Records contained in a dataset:
++++

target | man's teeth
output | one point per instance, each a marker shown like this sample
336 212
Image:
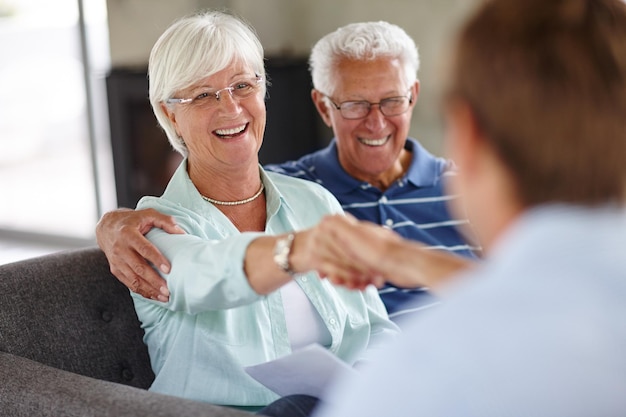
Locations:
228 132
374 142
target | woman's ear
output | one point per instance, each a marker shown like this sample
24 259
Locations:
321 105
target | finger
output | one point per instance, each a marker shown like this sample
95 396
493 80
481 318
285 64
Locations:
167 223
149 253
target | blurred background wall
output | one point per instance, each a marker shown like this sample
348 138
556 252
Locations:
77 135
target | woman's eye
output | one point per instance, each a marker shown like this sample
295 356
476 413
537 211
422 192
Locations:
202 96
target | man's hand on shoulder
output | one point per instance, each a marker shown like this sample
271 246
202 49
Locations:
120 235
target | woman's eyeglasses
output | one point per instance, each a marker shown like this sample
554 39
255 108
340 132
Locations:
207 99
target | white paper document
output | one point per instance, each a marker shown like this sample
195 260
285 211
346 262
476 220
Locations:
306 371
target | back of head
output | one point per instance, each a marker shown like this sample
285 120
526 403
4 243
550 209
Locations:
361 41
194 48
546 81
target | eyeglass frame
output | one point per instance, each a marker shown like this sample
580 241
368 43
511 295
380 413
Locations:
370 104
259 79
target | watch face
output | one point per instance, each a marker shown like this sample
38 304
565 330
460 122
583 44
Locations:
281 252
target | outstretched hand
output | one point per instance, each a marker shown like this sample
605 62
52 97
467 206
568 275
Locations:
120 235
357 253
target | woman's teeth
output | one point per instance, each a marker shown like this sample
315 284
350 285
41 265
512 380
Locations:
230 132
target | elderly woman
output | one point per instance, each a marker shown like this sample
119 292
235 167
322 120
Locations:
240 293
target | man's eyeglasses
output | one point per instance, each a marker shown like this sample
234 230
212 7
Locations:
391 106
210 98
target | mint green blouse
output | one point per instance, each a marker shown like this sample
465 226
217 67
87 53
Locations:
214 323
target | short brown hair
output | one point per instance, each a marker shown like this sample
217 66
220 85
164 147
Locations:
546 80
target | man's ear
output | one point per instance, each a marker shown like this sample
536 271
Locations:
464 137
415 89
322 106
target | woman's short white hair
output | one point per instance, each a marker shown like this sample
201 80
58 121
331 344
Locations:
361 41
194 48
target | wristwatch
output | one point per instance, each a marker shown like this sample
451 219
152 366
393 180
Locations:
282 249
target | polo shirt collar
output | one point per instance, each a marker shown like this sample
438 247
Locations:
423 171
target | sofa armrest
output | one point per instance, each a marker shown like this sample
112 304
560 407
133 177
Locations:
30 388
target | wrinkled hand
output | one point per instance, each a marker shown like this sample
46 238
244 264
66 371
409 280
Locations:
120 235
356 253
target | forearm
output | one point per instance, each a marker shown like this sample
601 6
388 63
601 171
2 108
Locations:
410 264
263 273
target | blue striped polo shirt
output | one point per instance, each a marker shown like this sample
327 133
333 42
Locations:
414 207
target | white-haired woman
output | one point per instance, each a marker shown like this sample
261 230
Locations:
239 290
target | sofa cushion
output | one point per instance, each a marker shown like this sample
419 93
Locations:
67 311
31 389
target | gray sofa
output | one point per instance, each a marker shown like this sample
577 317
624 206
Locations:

++++

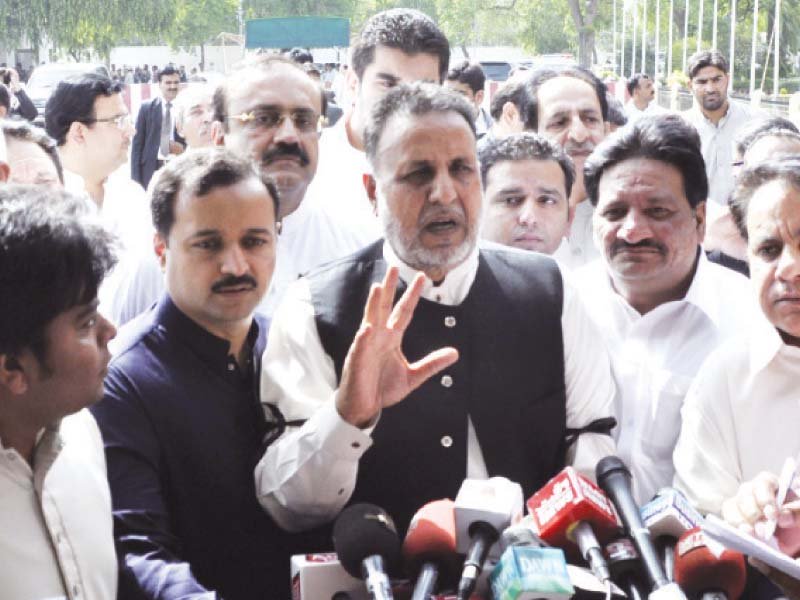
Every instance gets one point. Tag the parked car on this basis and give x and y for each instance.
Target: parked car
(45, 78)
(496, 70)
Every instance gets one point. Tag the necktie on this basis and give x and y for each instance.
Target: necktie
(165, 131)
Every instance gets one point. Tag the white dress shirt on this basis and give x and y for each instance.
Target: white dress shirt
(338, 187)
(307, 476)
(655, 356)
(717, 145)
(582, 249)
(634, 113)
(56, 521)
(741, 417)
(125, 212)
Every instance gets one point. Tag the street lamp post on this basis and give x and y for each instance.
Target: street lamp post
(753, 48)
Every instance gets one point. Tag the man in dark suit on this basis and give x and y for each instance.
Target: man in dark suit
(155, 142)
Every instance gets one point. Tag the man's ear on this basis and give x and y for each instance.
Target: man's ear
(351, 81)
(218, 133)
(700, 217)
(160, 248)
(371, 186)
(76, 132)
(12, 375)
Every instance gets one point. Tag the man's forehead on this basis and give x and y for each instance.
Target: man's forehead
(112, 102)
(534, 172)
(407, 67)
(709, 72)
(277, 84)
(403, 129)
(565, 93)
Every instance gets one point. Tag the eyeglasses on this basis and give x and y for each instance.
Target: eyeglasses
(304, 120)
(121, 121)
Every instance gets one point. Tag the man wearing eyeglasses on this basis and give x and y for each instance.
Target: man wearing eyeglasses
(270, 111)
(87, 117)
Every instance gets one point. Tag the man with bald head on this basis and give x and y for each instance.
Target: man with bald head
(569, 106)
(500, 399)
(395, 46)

++++

*YOUR GOAL:* In the data above, find each line that uses the string "Every". Copy it.

*WRITTEN ANSWER:*
Every instance gets one point. Tag the parked car on this basis and give x and y for each instance.
Every instance gets one point. Tag the necktie on this basis and give x and y for each instance.
Every instance gets one point. Tag the white dress shirt on this basis and give x and y for each instance.
Every instance gets one point. Tag the street lamp post on this basis and give x and y for each instance.
Every instance gets one point. Tag the man in dark suit on this basis and give x and y for each instance.
Every instance gets one point. Tag the man's ear on this basis and give x and y for each instance.
Every instance gets one point. Tag the man's forehead on this basis and give x and y for each instance.
Every instance gets one point. Tag the eyeglasses on this basis and give x and y for each instance.
Every instance gets one point. Tag the man wearing eyeglasses on this basis and give x and y for each instance.
Every instance gets one point. Tag the man with bald head on this basis and give x and y for each instance.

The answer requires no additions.